[Stored data entries]
-------

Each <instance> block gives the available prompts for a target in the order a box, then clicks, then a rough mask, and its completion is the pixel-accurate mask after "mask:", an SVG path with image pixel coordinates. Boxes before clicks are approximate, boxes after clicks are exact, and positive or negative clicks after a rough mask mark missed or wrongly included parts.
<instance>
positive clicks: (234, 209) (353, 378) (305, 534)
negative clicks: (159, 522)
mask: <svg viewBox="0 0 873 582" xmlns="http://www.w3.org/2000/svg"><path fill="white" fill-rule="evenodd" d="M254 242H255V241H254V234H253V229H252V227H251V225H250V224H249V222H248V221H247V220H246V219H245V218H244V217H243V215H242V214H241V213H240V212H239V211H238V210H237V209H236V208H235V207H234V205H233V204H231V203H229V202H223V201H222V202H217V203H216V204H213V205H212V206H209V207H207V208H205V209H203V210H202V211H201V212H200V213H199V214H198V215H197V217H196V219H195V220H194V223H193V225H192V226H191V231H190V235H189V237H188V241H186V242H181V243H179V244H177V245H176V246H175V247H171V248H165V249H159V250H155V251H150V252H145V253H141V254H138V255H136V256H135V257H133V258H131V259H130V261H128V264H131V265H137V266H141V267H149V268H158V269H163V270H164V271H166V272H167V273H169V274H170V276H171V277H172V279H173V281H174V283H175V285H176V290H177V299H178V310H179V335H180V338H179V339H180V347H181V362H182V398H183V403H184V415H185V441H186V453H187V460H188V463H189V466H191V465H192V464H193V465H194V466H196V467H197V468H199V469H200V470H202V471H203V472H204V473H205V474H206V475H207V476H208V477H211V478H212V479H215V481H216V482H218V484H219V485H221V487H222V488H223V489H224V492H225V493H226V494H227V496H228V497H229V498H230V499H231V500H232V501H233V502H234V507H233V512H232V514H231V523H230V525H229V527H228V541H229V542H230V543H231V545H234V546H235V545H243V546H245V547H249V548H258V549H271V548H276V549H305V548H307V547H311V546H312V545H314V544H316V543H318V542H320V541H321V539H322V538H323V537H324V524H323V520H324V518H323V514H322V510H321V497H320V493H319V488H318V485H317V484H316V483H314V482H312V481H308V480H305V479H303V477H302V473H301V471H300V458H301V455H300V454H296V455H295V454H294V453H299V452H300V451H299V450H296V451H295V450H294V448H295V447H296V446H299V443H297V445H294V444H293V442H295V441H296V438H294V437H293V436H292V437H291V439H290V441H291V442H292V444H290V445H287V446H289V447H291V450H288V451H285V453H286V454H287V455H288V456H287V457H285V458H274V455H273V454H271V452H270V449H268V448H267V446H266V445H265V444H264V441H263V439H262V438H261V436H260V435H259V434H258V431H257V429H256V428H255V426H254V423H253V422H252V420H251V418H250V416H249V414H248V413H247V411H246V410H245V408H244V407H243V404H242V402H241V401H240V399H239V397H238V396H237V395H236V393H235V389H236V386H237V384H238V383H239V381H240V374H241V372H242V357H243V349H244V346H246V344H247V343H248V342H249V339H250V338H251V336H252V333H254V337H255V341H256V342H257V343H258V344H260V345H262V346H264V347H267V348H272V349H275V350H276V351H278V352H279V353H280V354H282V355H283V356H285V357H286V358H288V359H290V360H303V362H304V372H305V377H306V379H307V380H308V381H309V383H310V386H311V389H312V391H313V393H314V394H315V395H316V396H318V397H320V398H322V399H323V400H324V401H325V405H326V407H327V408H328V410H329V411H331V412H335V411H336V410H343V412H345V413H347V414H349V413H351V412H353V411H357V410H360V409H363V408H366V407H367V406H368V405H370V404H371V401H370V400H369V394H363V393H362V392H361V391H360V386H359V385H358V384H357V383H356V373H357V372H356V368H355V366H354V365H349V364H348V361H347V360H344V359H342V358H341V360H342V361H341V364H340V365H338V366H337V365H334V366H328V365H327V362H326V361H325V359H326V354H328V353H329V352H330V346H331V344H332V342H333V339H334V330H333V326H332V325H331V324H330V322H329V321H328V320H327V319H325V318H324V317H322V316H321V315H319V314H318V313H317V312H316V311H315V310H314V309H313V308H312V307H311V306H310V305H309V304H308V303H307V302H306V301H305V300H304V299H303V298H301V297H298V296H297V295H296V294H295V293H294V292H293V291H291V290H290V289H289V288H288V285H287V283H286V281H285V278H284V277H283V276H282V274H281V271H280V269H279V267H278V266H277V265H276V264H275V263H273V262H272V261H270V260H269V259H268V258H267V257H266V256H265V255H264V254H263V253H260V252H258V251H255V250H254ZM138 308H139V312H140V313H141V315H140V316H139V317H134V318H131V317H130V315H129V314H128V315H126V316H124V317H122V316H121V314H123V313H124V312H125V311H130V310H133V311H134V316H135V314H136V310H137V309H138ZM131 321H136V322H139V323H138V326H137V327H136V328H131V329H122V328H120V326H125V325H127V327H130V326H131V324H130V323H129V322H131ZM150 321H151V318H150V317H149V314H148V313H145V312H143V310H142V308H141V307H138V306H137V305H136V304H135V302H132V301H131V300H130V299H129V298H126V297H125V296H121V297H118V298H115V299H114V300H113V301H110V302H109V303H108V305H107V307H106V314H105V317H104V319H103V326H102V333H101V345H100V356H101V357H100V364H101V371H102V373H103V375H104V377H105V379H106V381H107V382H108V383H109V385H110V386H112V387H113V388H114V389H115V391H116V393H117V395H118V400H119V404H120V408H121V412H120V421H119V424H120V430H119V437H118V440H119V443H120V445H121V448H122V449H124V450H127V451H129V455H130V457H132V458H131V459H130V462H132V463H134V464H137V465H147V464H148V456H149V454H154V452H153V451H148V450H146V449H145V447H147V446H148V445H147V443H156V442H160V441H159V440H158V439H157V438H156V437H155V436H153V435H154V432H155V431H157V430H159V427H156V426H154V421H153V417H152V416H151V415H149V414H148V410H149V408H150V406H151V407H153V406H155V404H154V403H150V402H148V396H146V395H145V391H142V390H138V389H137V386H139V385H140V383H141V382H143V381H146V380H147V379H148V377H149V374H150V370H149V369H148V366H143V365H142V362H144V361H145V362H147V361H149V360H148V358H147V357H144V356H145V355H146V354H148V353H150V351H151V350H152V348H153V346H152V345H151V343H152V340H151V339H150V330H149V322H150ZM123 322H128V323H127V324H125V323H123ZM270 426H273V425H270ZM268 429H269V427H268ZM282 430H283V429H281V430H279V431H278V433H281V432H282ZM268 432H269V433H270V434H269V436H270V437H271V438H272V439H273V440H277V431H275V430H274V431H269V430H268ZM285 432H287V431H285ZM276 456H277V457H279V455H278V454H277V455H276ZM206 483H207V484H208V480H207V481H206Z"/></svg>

-------

Required work: An exact repeat of all the records is required.

Your solution:
Each <instance> block gives the available prompts for a target in the order a box, then clicks, then a rough mask, and its completion is the pixel-accurate mask after "mask:", an SVG path with image pixel coordinates. Boxes before clicks are approximate, boxes after clicks are exact, and positive or negative clicks after a rough mask mark missed or wrongly included parts.
<instance>
positive clicks: (234, 209) (353, 378) (305, 534)
negative clicks: (159, 522)
mask: <svg viewBox="0 0 873 582" xmlns="http://www.w3.org/2000/svg"><path fill="white" fill-rule="evenodd" d="M254 242H255V241H254V234H253V229H252V227H251V225H250V224H249V222H248V221H247V220H246V219H245V218H244V217H243V215H242V214H241V213H240V212H239V211H238V210H237V209H236V208H235V207H234V205H233V204H231V203H229V202H223V201H222V202H217V203H216V204H213V205H212V206H209V207H207V208H205V209H203V210H202V211H201V212H200V213H199V214H198V215H197V217H196V219H195V220H194V223H193V225H192V226H191V231H190V235H189V237H188V241H186V242H181V243H179V244H177V245H176V246H175V247H171V248H165V249H159V250H155V251H150V252H145V253H141V254H138V255H136V256H135V257H133V258H131V259H130V261H128V264H131V265H137V266H141V267H149V268H158V269H163V270H164V271H166V272H167V273H169V274H170V276H171V277H172V279H173V281H174V283H175V285H176V290H177V299H178V310H179V335H180V338H179V339H180V347H181V362H182V398H183V403H184V415H185V441H186V453H187V460H188V463H189V466H191V465H192V464H193V465H194V466H196V467H197V468H199V469H200V470H202V471H203V472H204V473H205V474H206V475H207V476H208V477H211V478H212V479H215V481H216V482H218V484H219V485H221V487H222V488H223V489H224V492H225V493H226V494H227V496H228V497H229V498H230V499H231V500H232V501H233V502H234V507H233V512H232V514H231V523H230V525H229V527H228V541H229V542H230V543H231V545H234V546H235V545H243V546H245V547H249V548H258V549H271V548H276V549H305V548H307V547H311V546H312V545H314V544H316V543H318V542H320V541H321V539H322V538H323V537H324V524H323V520H324V518H323V514H322V510H321V497H320V493H319V488H318V485H317V484H316V483H314V482H312V481H308V480H305V479H303V477H302V473H301V471H300V458H301V455H300V454H296V455H295V454H294V453H299V452H300V451H299V450H296V451H295V450H294V448H295V447H296V446H299V443H297V445H294V444H293V442H295V441H296V438H294V437H293V436H292V437H291V439H290V441H291V442H292V444H290V445H287V446H289V447H291V450H288V451H285V453H286V454H287V455H288V456H287V457H285V458H274V455H273V454H271V452H270V449H268V448H267V446H266V445H265V444H264V441H263V439H262V438H261V436H260V435H259V434H258V431H257V429H256V428H255V426H254V423H253V422H252V420H251V418H250V416H249V414H248V413H247V411H246V410H245V408H244V407H243V404H242V402H241V401H240V399H239V397H238V396H237V395H236V393H235V389H236V386H237V384H238V383H239V381H240V374H241V372H242V357H243V349H244V346H246V344H247V343H248V342H249V339H250V338H251V336H252V333H254V337H255V341H256V342H257V343H258V344H260V345H262V346H264V347H267V348H272V349H275V350H276V351H278V352H279V353H280V354H282V355H283V356H285V357H286V358H288V359H290V360H303V362H304V372H305V377H306V379H307V380H308V381H309V383H310V386H311V389H312V391H313V393H314V394H315V395H316V396H318V397H320V398H322V399H323V400H324V401H325V405H326V407H327V408H328V410H329V411H331V412H335V411H336V410H343V412H345V413H347V414H349V413H351V412H353V411H357V410H360V409H363V408H366V407H367V406H368V405H370V404H371V401H370V400H369V394H363V393H362V392H361V391H360V386H359V385H358V384H357V383H356V373H357V372H356V368H355V366H354V365H349V364H348V361H347V360H344V359H342V358H341V360H342V361H341V364H340V365H338V366H337V365H334V366H328V365H327V362H326V361H325V359H326V354H328V353H329V352H330V346H331V344H332V342H333V339H334V330H333V326H332V325H331V324H330V322H329V321H328V320H327V319H325V318H324V317H322V316H321V315H319V314H318V313H317V312H316V311H315V310H314V309H313V308H312V307H311V306H310V305H309V304H308V303H307V302H306V301H305V300H304V299H303V298H301V297H298V296H297V295H296V294H295V293H294V292H293V291H291V290H290V289H289V288H288V285H287V283H286V281H285V278H284V277H283V276H282V274H281V271H280V269H279V267H278V266H277V265H276V264H275V263H273V262H272V261H270V260H269V259H268V258H267V257H266V256H265V255H264V254H263V253H260V252H258V251H255V250H254ZM138 308H139V312H140V313H141V315H140V316H139V317H134V318H131V317H130V315H129V314H128V315H126V316H124V317H122V316H121V314H123V313H124V312H125V311H130V310H133V311H134V316H135V314H136V310H137V309H138ZM131 321H136V322H139V323H138V326H137V327H136V328H131V329H122V328H120V326H125V325H127V327H130V326H131V324H130V323H129V322H131ZM150 321H151V318H150V317H149V314H148V313H145V312H143V310H142V308H141V307H138V306H137V305H136V304H135V302H132V301H131V300H130V299H129V298H126V297H125V296H121V297H118V298H115V299H114V300H113V301H110V302H109V303H108V305H107V307H106V314H105V317H104V319H103V326H102V333H101V345H100V356H101V357H100V364H101V371H102V373H103V375H104V377H105V379H106V381H107V382H108V383H109V385H110V386H112V387H113V388H114V389H115V391H116V393H117V395H118V400H119V404H120V408H121V412H120V421H119V424H120V430H119V437H118V440H119V443H120V445H121V448H122V449H124V450H127V451H129V455H130V457H132V458H131V459H130V462H132V463H134V464H137V465H147V464H148V456H149V454H154V452H153V451H148V450H146V449H145V447H147V446H148V445H147V443H156V442H160V441H159V440H158V439H157V438H156V437H155V436H153V435H154V432H155V431H157V430H159V427H156V426H154V421H153V417H152V416H151V415H149V414H148V410H149V408H150V406H151V407H153V406H155V404H154V403H150V402H148V396H146V395H145V391H142V390H138V389H137V386H139V385H140V383H141V382H143V381H146V380H147V379H148V377H149V374H150V370H149V369H148V366H143V365H142V362H144V361H145V362H147V361H149V360H148V358H147V357H144V356H145V355H146V354H148V353H150V351H151V350H152V348H153V346H152V345H151V343H152V340H151V339H150V330H149V322H150ZM123 322H128V323H127V324H125V323H123ZM270 426H273V425H270ZM268 429H269V427H268ZM282 430H283V429H281V430H279V431H278V433H281V432H282ZM268 432H269V433H270V434H269V436H270V437H271V438H272V439H273V440H277V431H275V430H274V431H269V430H268ZM285 432H287V431H285ZM276 456H277V457H279V455H278V454H277V455H276ZM206 483H207V484H208V480H207V481H206Z"/></svg>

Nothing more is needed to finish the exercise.